Data entries:
◆ ◆ ◆ ◆ ◆ ◆ ◆
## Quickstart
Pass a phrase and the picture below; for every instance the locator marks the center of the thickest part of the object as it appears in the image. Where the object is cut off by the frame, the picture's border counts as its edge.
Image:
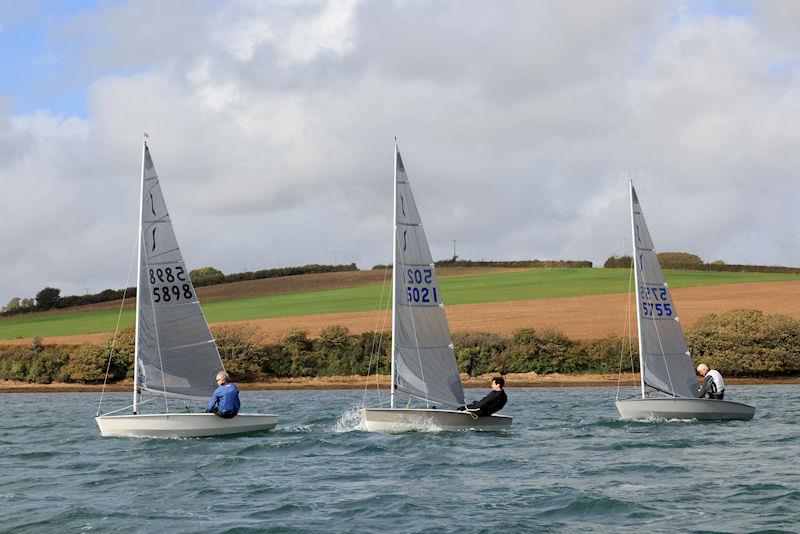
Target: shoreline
(513, 380)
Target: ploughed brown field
(588, 317)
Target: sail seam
(414, 328)
(158, 340)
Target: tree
(13, 305)
(203, 274)
(624, 262)
(679, 260)
(48, 298)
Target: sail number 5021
(416, 282)
(176, 286)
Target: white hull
(682, 408)
(182, 425)
(391, 421)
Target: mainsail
(666, 364)
(176, 354)
(425, 363)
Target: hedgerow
(738, 343)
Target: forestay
(425, 363)
(176, 354)
(665, 356)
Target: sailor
(225, 400)
(491, 403)
(713, 386)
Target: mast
(636, 268)
(394, 269)
(138, 293)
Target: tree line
(740, 343)
(50, 298)
(692, 262)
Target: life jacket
(716, 377)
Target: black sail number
(170, 284)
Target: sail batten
(666, 363)
(176, 353)
(424, 360)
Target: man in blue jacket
(225, 400)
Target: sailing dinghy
(423, 360)
(176, 355)
(664, 360)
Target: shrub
(476, 352)
(240, 353)
(747, 343)
(547, 351)
(618, 262)
(679, 260)
(298, 349)
(603, 355)
(86, 364)
(336, 352)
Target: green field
(529, 284)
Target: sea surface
(568, 465)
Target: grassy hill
(515, 285)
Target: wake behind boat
(176, 356)
(664, 360)
(423, 360)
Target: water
(567, 465)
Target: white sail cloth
(177, 355)
(665, 356)
(425, 363)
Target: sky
(272, 126)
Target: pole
(394, 270)
(138, 292)
(636, 267)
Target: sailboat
(423, 360)
(176, 356)
(664, 360)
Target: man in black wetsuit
(491, 403)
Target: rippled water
(567, 464)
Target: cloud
(272, 126)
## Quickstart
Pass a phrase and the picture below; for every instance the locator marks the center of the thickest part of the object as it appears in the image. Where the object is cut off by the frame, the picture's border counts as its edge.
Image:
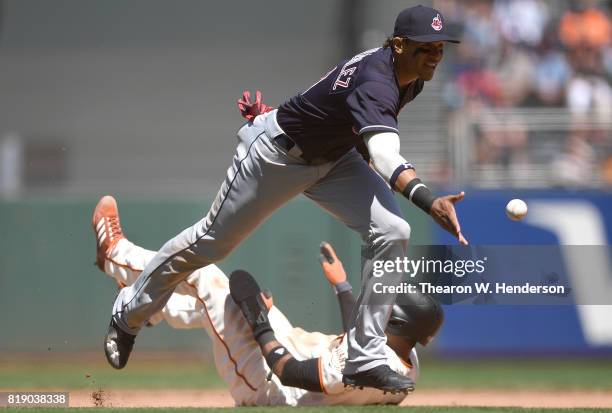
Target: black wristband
(418, 193)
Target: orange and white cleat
(107, 228)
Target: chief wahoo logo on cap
(437, 23)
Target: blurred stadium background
(138, 98)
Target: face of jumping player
(418, 59)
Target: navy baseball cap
(422, 24)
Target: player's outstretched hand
(250, 110)
(332, 266)
(443, 212)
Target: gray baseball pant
(261, 179)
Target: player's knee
(214, 251)
(399, 231)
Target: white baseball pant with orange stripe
(203, 301)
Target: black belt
(293, 149)
(285, 142)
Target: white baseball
(516, 209)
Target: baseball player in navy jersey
(309, 372)
(307, 146)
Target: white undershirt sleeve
(384, 152)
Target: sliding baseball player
(309, 370)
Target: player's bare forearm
(442, 209)
(303, 374)
(346, 300)
(336, 275)
(280, 364)
(404, 178)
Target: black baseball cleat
(246, 293)
(118, 346)
(380, 377)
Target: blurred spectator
(575, 166)
(521, 21)
(584, 25)
(586, 94)
(529, 53)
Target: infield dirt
(222, 398)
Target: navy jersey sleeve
(373, 107)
◆ ◆ ◆ ◆ ◆ ◆ ◆
HOW TO COMPLETE THIS TASK:
Reproduce exactly, with nothing added, the lines from the one that contains "Target: player's bare forearm" to the end of the data.

FINISHED EXERCISE:
Target: player's bare forearm
(442, 209)
(303, 374)
(346, 300)
(336, 275)
(280, 364)
(404, 178)
Target: black baseball cleat
(246, 293)
(118, 346)
(380, 377)
Target: blurred spectator
(575, 166)
(521, 21)
(584, 25)
(586, 94)
(529, 53)
Target: infield dirt
(222, 398)
Target: navy jersey sleeve
(373, 107)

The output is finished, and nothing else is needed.